_TASK SET_
#1 According to the article on the new rating system for CCGs, which organization did Jeremy Hunt commission to develop the metrics?
#2 Carry on the article about the CCG traffic light rating system from the point where it ends.

_EXCERPTED PASSAGE_
- Opening Delimiter -
05.06.15
Health secretary announces new rating system for CCGs
CCGs could face being put into special measures as they become subject to a new traffic light rating system, the health secretary has announced.
Speaking at the NHS Confederation annual conference in Liverpool yesterday, Jeremy Hunt said that he had commissioned the King’s Fund to “develop some transparent metrics that look at the provision of healthcare in every part of the country as the proper and correct way of holding CCGs accountable for the way they deliver healthcare”.
The proposals aren’t finalised, as the King’s Fund are just starting their work, but in their current iteration they involve a green (good), blue (okay), and red (failing) rating system for five patient groups.
The idea, Hunt said, is that everyone will be a patient in one of the groups. They are: older people (over 70); other people with long-term conditions; those with mental health conditions; mums and children; and the generally healthy.
The CCGs’ performance for each group will be based on ‘access’, ‘clinical outcomes’ and ‘prevention’, he added.
Two further categories include ‘resilience’ – including preparations for winter – and ‘transformation’, for longer term projects.
How these factors are weighted is still being debated and it is one of the areas that the King’s Fund will work on.
“The intention here is that we are able to leave you alone if you are getting lots of green ticks and blue okays. But on behalf of patients we have a responsibility to step in if we have persistent failure that is not being addressed,” Hunt said.
- Closing Delimiter -
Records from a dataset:
- Opening Delimiter -
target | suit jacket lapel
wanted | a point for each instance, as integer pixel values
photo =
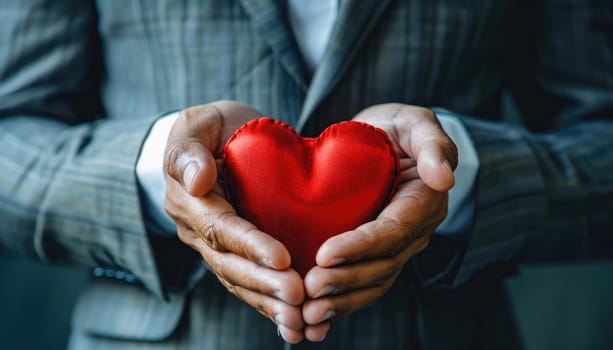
(271, 23)
(356, 19)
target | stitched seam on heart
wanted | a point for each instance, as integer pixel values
(395, 175)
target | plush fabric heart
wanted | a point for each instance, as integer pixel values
(304, 190)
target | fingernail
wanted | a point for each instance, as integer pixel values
(337, 261)
(267, 262)
(323, 337)
(447, 165)
(278, 321)
(188, 175)
(327, 290)
(328, 316)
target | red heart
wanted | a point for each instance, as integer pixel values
(304, 190)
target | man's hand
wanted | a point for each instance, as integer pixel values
(249, 263)
(354, 269)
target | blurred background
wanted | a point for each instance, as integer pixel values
(566, 306)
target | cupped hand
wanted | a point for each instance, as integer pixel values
(249, 263)
(354, 269)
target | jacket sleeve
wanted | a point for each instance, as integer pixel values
(67, 185)
(545, 185)
(545, 188)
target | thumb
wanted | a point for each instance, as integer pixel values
(434, 166)
(191, 164)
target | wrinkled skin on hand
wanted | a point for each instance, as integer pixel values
(355, 268)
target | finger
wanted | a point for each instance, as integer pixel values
(217, 224)
(318, 332)
(422, 138)
(397, 227)
(320, 282)
(333, 308)
(189, 158)
(243, 277)
(197, 137)
(291, 336)
(287, 318)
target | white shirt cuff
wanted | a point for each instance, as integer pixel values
(151, 176)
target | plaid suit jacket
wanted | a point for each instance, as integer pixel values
(81, 82)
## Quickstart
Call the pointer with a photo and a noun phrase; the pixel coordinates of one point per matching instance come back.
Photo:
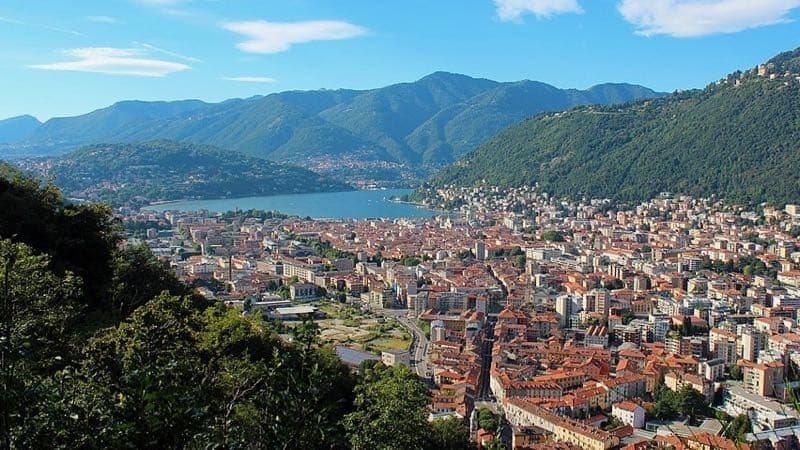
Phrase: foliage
(487, 420)
(390, 411)
(686, 402)
(746, 150)
(449, 434)
(738, 428)
(552, 236)
(138, 276)
(140, 361)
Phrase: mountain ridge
(163, 170)
(396, 124)
(737, 138)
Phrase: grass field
(348, 325)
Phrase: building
(303, 291)
(629, 413)
(712, 369)
(764, 413)
(522, 413)
(765, 380)
(480, 251)
(395, 357)
(675, 381)
(596, 336)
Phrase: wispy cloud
(274, 37)
(12, 21)
(102, 19)
(167, 52)
(114, 61)
(40, 25)
(161, 2)
(690, 18)
(251, 79)
(513, 10)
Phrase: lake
(326, 205)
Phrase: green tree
(449, 434)
(391, 409)
(552, 236)
(137, 277)
(487, 420)
(39, 313)
(738, 428)
(735, 372)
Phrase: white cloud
(167, 52)
(12, 21)
(114, 61)
(102, 19)
(513, 10)
(251, 79)
(275, 37)
(161, 2)
(689, 18)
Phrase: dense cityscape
(484, 225)
(577, 323)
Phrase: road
(419, 343)
(484, 390)
(419, 347)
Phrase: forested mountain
(17, 128)
(738, 138)
(166, 170)
(102, 347)
(430, 121)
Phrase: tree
(39, 314)
(487, 420)
(390, 411)
(175, 375)
(735, 372)
(691, 402)
(553, 236)
(738, 428)
(494, 444)
(138, 277)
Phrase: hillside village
(580, 324)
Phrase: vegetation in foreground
(103, 348)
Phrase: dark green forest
(740, 142)
(101, 347)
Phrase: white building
(629, 413)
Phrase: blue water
(328, 205)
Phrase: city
(416, 225)
(568, 319)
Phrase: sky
(69, 57)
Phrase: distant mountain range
(17, 128)
(164, 170)
(405, 127)
(738, 138)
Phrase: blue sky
(61, 57)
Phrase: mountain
(166, 170)
(406, 126)
(17, 128)
(738, 138)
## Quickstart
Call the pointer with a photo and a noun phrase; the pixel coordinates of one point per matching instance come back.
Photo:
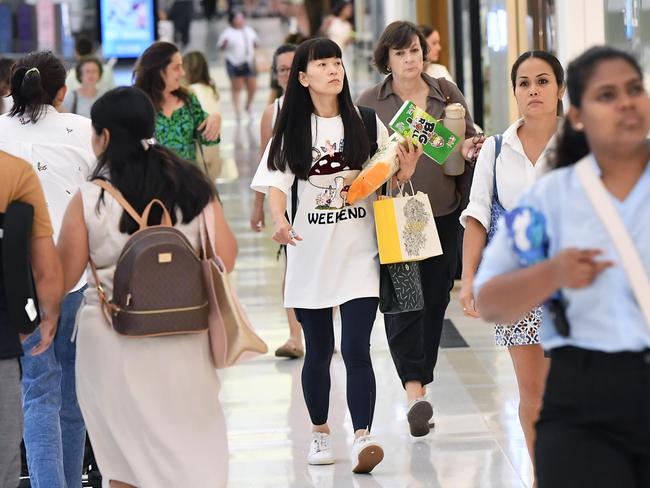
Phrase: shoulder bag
(611, 220)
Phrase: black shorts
(244, 70)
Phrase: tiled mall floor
(477, 441)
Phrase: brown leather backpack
(158, 286)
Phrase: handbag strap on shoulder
(119, 198)
(141, 220)
(498, 142)
(611, 220)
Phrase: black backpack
(17, 284)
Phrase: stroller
(91, 477)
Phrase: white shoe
(366, 454)
(320, 450)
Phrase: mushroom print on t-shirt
(331, 174)
(337, 259)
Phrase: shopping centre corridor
(477, 441)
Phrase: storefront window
(627, 26)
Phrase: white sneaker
(320, 450)
(366, 454)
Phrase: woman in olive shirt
(414, 337)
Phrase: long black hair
(139, 173)
(291, 145)
(147, 74)
(548, 58)
(572, 145)
(35, 81)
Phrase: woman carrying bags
(319, 145)
(514, 161)
(139, 392)
(557, 248)
(414, 337)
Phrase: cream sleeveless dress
(151, 405)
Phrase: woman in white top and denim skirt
(553, 248)
(507, 165)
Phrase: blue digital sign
(127, 27)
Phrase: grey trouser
(11, 423)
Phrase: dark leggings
(357, 317)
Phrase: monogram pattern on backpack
(158, 286)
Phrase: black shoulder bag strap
(369, 120)
(75, 101)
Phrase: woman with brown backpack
(140, 394)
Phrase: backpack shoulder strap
(294, 200)
(369, 118)
(498, 141)
(115, 193)
(75, 101)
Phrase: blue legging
(357, 317)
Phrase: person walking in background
(506, 168)
(58, 147)
(338, 25)
(319, 146)
(238, 41)
(83, 47)
(158, 378)
(79, 101)
(556, 248)
(414, 337)
(181, 122)
(433, 68)
(197, 76)
(281, 66)
(20, 183)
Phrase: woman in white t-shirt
(281, 66)
(58, 146)
(319, 146)
(238, 42)
(506, 167)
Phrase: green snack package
(437, 141)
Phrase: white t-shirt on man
(241, 44)
(337, 260)
(58, 147)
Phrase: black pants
(594, 428)
(414, 337)
(357, 317)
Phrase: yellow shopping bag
(406, 229)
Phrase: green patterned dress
(177, 131)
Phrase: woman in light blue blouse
(594, 428)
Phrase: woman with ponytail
- Closing Delimiter -
_YOUR RESPONSES_
#1 The King's Fund.

#2
The health secretary acknowledged that how care is provided is not just about the CCG, but as they control the funding he believes they have to be ultimately responsible.
“Of course it’s not just going to be about the CCG, it’s going to be about the mental health provider, it’ll be about the service offered through GPs and so on. But in the end the CCGs hold the cheque book, so they are responsible for making it work.”
Hunt added that these new CCG ratings would be “vital” in determining where the newly announced “success regimes” would be implemented.
NHE reported earlier this week that NHS England, Monitor and the Trust Development Authority were working together to place entire regions into special measures under the new “success regime” scheme.
The first areas to be subject to the new regimes are Essex, north Cumbria, and northern, eastern and western Devon (Torbay and south Devon are not included).